** EXERCISE DESCRIPTION **
All of the records shown below need to be copied with no differences.
▬▬▬▬▬▬
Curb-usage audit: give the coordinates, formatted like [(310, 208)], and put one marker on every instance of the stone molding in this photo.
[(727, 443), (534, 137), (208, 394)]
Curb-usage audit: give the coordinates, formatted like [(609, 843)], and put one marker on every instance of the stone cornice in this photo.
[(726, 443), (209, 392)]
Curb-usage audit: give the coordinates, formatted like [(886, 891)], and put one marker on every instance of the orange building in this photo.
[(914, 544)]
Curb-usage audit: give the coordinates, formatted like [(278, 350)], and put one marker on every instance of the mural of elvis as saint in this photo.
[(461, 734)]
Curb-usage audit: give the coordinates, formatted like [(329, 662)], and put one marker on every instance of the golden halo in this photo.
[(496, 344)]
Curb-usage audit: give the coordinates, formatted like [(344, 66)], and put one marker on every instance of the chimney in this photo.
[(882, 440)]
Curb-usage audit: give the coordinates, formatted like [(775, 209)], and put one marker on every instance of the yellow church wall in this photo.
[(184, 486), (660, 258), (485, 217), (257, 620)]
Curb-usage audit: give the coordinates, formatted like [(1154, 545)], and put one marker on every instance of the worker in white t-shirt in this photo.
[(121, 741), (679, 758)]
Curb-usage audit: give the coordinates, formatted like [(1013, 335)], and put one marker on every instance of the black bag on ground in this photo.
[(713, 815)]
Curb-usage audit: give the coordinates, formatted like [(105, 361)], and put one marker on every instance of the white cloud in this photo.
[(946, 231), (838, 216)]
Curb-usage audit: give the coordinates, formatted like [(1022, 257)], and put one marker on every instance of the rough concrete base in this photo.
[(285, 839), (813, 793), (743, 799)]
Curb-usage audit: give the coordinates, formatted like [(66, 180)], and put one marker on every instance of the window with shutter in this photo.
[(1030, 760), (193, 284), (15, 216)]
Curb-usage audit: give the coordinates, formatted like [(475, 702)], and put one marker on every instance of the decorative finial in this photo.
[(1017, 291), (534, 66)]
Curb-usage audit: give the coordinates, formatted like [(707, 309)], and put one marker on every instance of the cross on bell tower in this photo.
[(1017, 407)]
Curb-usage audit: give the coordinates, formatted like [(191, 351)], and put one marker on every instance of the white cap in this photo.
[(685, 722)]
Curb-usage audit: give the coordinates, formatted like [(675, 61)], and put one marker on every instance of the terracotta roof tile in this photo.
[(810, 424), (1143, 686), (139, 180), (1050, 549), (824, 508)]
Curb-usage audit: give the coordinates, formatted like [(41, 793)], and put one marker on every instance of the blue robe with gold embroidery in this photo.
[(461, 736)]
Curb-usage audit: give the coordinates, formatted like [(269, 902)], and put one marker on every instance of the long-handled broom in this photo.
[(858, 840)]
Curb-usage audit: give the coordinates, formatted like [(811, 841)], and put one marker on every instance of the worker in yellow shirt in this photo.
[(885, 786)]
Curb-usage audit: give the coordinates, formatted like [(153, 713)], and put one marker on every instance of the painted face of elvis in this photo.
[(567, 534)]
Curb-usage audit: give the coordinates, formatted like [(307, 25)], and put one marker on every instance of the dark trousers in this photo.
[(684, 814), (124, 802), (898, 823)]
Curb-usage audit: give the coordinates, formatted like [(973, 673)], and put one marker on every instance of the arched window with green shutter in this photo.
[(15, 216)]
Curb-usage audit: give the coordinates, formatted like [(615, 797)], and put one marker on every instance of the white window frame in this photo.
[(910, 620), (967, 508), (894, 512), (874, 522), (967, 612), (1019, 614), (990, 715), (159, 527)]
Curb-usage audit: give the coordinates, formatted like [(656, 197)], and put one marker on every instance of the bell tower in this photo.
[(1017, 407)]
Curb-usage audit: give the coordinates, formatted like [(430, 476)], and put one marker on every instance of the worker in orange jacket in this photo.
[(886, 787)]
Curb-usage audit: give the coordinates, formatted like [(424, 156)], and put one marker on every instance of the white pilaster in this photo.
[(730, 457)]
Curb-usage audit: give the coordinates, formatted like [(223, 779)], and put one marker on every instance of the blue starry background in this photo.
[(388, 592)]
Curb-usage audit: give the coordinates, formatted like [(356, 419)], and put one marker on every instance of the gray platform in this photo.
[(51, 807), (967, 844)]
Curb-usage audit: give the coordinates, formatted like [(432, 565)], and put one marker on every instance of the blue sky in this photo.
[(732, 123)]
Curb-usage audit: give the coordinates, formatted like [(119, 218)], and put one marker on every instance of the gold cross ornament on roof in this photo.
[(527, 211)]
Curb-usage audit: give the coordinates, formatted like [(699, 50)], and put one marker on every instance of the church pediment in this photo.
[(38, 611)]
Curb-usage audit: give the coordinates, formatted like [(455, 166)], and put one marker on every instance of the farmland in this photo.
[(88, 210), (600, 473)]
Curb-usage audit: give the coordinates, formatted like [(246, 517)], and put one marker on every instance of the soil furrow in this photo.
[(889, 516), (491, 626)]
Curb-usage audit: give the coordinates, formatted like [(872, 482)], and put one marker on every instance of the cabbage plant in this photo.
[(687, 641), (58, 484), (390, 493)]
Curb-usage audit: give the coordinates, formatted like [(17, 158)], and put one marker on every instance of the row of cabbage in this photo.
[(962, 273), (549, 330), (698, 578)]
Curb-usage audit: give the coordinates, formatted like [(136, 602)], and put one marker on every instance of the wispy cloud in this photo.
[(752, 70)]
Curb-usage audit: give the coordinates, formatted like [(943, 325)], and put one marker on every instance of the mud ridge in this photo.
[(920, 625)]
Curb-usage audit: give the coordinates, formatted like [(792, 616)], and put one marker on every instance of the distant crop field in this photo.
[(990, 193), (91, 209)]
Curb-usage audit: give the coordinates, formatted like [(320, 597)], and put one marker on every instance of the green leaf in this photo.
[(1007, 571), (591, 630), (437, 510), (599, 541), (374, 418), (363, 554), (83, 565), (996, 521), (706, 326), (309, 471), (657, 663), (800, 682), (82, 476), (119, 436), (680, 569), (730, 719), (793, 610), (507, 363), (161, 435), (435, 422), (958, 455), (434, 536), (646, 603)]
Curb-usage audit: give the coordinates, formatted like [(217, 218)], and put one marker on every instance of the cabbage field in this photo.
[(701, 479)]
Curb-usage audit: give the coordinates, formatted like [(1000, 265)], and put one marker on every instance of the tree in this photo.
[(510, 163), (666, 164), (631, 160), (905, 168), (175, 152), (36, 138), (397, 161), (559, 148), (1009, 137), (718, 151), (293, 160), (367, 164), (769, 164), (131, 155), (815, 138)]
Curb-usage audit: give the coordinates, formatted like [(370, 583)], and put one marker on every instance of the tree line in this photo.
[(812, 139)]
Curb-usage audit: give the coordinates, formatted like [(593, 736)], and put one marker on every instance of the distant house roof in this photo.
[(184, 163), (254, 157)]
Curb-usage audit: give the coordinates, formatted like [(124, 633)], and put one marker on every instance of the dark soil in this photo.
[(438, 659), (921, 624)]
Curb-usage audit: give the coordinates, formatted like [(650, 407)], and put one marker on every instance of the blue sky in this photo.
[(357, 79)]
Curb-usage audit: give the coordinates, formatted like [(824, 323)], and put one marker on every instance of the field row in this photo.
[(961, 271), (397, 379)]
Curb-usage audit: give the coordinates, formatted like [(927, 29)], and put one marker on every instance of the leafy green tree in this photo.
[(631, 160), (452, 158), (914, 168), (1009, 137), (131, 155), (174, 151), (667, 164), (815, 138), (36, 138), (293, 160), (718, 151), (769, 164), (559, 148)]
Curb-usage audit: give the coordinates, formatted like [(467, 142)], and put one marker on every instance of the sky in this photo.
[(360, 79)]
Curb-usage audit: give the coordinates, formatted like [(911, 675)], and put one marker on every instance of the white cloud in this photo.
▬▬▬▬▬▬
** RESPONSE TO THE EXERCISE **
Curb-usage audit: give the coordinates, formatted like [(310, 208)], and put one marker on every instance of the stone molding in this photo.
[(727, 443), (534, 137), (208, 394)]
Curb-usage audit: give the coordinates, formatted like [(609, 843)], and put one marker on every instance of the stone cornice in this photo.
[(726, 443), (209, 392)]
Curb-usage audit: give the coordinates, formatted like [(886, 891)], and put one marker on every instance of the orange building in this photo.
[(914, 544)]
Curb-usage audit: give the coordinates, formatted like [(278, 350)], and put one marker on every instance of the mural of elvis as saint in this photo.
[(461, 734)]
Curb-usage audit: give the coordinates, formatted like [(329, 662)], and put one marker on every instance of the golden halo in this photo.
[(496, 344)]
Curb-usage audit: give the coordinates, formatted like [(344, 66)], and put one marker on every instance of the chimney in this photo.
[(882, 440)]
Curb-usage audit: give the coordinates, formatted like [(775, 209)], and put one marker on every instance of the yellow church wall in this photo.
[(184, 486), (660, 258), (485, 217), (257, 620)]
Curb-usage audit: give the coordinates, formatted like [(1154, 545)], and put one marker on every instance of the worker in white t-shirt in this photo.
[(121, 741), (679, 758)]
Curb-usage audit: give the coordinates, formatted like [(1013, 335)], and put one marker on every instance of the black bag on ground in this photo.
[(713, 815)]
Curb-usage audit: give the coordinates, formatted like [(105, 361)], and put one marker on every instance of the white cloud in this photo.
[(946, 231), (838, 216)]
Curb-usage audit: give the coordinates, formatted like [(1022, 257)], and put one marker on every instance of the rough concrete base in this photo.
[(285, 839), (813, 793), (743, 799)]
Curb-usage audit: give the coordinates, formatted like [(66, 180)], and put one marker on every instance of the window with shutter in this photo.
[(1030, 760), (193, 284), (15, 216)]
Curb-usage audit: give the coordinates, formatted like [(475, 702)], and put one marker on every instance of the decorative finial in this photo.
[(1017, 291), (534, 66)]
Curb-usage audit: give the coordinates, formatted like [(707, 309)], and put one marker on every instance of the cross on bell tower in this photo.
[(1017, 407)]
Curb-usage audit: give the coordinates, formatted like [(191, 351)], and put one marker on every instance of the white cap in this photo.
[(685, 722)]
Curb-usage audit: give the coordinates, formatted like [(675, 61)], and put one marker on every instance of the terracotta roof tile in this photo.
[(810, 424), (1143, 686), (139, 180), (1050, 549), (824, 508)]
Curb-usage audit: give the coordinates, formatted like [(41, 793)], and put one marker on every instance of the blue robe with gold embroidery in this photo.
[(461, 736)]
Curb-usage audit: give the coordinates, formatted like [(269, 902)], and put one marker on every instance of the long-handled broom in this photo.
[(858, 840)]
Curb-usage audit: give the coordinates, formatted like [(811, 841)], and put one marker on every instance of the worker in yellow shirt in this photo.
[(885, 786)]
Curb-usage audit: give the coordinates, formatted like [(153, 713)], and put one marker on every instance of the painted face of elvis in this photo.
[(567, 534)]
Curb-usage audit: give the coordinates, formatted like [(307, 25)], and put one marker on every instance of the dark trousers in this photo.
[(684, 814), (124, 802), (898, 823)]
Curb-usage audit: give the coordinates, formatted like [(973, 673)], and put one marker on every instance of the arched window with green shutter in this photo.
[(15, 216)]
Curb-usage audit: give the coordinates, formatted like [(615, 797)], and put one marker on every instance of the white window frame in this photo.
[(910, 620), (967, 508), (894, 512), (874, 522), (967, 612), (1019, 614), (990, 715), (159, 527)]
Curb-usage audit: give the coordinates, formatted like [(656, 197)], and put one marker on every instance of the bell tower in this photo.
[(1017, 407)]
Curb-usage audit: give the coordinates, formatted like [(430, 476)], and put one marker on every instance of the worker in orange jacket in this photo.
[(886, 787)]
Curb-usage audit: give the coordinates, formatted like [(424, 156)], and put one marker on every instance of the white pilaster in this photo.
[(730, 457)]
Curb-usage audit: give the coordinates, formatted like [(223, 779)], and put one marker on every instance of the blue starry background in this photo.
[(388, 592)]
Curb-usage audit: give the coordinates, formatted like [(356, 419)], and put one marker on every instance of the gray platform in this photo.
[(51, 807), (967, 844)]
Curb-usage audit: give the coordinates, formatted like [(432, 565)], and put one marker on every instance of the blue sky in this photo.
[(732, 123)]
Curb-usage audit: give the coordinates, formatted like [(119, 218)], and put one marker on every instance of the gold cross ornament on roof in this photo.
[(527, 211)]
Curb-usage audit: give the coordinates, formatted like [(699, 50)], and put one marker on every instance of the church pediment in this photo.
[(38, 611)]
Curb-usage audit: give the coordinates, formatted like [(455, 166)], and put one marker on every instance of the farmland in this photo.
[(88, 210), (600, 473)]
Curb-usage audit: give the coordinates, formatted like [(246, 517)], and put one marker on every instance of the soil furrow in this photo.
[(889, 516), (491, 626)]
Curb-usage audit: give the coordinates, formatted like [(872, 482)], and put one marker on every instance of the cabbage plant in this photo.
[(687, 641), (58, 484), (390, 493)]
Curb-usage audit: give the coordinates, formatted like [(17, 158)], and put one marker on every instance of the row of cabbage in this photo.
[(962, 273), (549, 330), (698, 578)]
Curb-usage audit: give the coordinates, formatted like [(136, 602)], and put one marker on every instance of the wispy cloud in this photo.
[(752, 70)]
Curb-usage audit: give the coordinates, formatted like [(943, 325)], and put one marker on every instance of the mud ridge in this photo.
[(920, 625)]
Curb-usage audit: give the coordinates, formatted like [(792, 616)], and put one marker on every instance of the distant crop field in this photo.
[(990, 193), (91, 209)]
Curb-usage audit: give the coordinates, formatted like [(320, 597)], and put one marker on every instance of the green leaf in this photo.
[(1007, 571), (591, 630), (437, 510), (599, 541), (374, 418), (363, 554), (83, 565), (996, 521), (706, 326), (309, 471), (657, 663), (800, 682), (82, 476), (119, 436), (680, 569), (730, 719), (793, 610), (507, 363), (161, 435), (435, 422), (958, 455), (434, 536), (646, 603)]
Curb-usage audit: give the coordinates, formatted like [(217, 218)], and put one marker on every instance of the cabbage field in this photo.
[(701, 479)]
Curb-usage audit: give the coordinates, formatted like [(1000, 265)], and put one marker on every instance of the tree in this photo.
[(510, 163), (666, 164), (631, 160), (905, 168), (175, 152), (36, 138), (397, 161), (559, 148), (1009, 137), (718, 151), (293, 160), (367, 164), (769, 164), (131, 155), (815, 138)]
Curb-usage audit: give the coordinates, formatted like [(370, 583)], and put one marker on every instance of the tree line in this photo.
[(812, 139)]
Curb-usage audit: give the coordinates, formatted like [(593, 736)], and put one marker on every instance of the distant house roof in this photo.
[(184, 163), (254, 157)]
Curb-usage audit: give the coordinates, formatted like [(124, 633)], and put one marker on every instance of the dark soil in this photo.
[(438, 659), (921, 624)]
Curb-usage audit: give the coordinates, formatted like [(650, 407)], and put one marker on every instance of the blue sky in this photo.
[(357, 79)]
Curb-usage audit: give the coordinates, formatted like [(824, 323)], and put one marker on every instance of the field row in this photo.
[(961, 271), (397, 379)]
Curb-usage audit: give the coordinates, formatted like [(927, 29)], and put one marker on every instance of the leafy green tree in this photo.
[(631, 160), (452, 158), (914, 168), (1009, 137), (131, 155), (174, 151), (667, 164), (815, 138), (36, 138), (293, 160), (718, 151), (769, 164), (559, 148)]
Curb-usage audit: give the coordinates, formatted like [(467, 142)], and put one marker on every instance of the sky in this photo.
[(360, 79)]
Curb-usage audit: give the coordinates, formatted like [(911, 675)], and put one marker on every instance of the white cloud in this photo.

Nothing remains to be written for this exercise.